● GIVEN PROBLEM:
Copy the entries verbatim, from the line containing "Target: weathered stone surface" through the final line of the entries, including both.

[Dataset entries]
□ □ □ □
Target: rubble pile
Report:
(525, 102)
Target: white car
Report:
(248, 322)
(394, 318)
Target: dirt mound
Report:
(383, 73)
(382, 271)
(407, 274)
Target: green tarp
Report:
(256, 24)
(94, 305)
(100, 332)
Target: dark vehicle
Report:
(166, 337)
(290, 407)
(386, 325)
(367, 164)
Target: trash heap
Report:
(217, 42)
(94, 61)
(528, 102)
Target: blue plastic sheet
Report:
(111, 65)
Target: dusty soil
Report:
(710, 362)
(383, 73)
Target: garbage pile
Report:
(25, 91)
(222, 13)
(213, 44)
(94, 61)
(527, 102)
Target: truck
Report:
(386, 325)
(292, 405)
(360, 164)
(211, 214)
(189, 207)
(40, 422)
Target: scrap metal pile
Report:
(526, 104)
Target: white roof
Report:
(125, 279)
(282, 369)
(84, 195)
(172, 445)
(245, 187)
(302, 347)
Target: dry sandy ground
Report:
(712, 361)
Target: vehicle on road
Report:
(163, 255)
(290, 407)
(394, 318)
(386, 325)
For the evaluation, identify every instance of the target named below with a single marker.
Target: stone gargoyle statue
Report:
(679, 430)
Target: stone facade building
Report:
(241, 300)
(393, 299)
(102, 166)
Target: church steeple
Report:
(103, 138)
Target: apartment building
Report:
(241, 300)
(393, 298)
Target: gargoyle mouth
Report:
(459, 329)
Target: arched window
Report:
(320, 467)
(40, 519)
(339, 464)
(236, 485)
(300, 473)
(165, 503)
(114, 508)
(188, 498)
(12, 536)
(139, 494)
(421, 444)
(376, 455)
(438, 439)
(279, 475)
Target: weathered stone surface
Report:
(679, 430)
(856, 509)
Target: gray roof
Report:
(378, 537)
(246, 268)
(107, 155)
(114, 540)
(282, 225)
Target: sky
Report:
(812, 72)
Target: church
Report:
□ □ □ □
● ANSWER TO THE TASK:
Target: weathered stone surface
Report:
(679, 430)
(856, 509)
Target: gray roof
Report:
(378, 537)
(246, 268)
(107, 155)
(114, 540)
(282, 225)
Target: sky
Report:
(812, 72)
Target: church
Report:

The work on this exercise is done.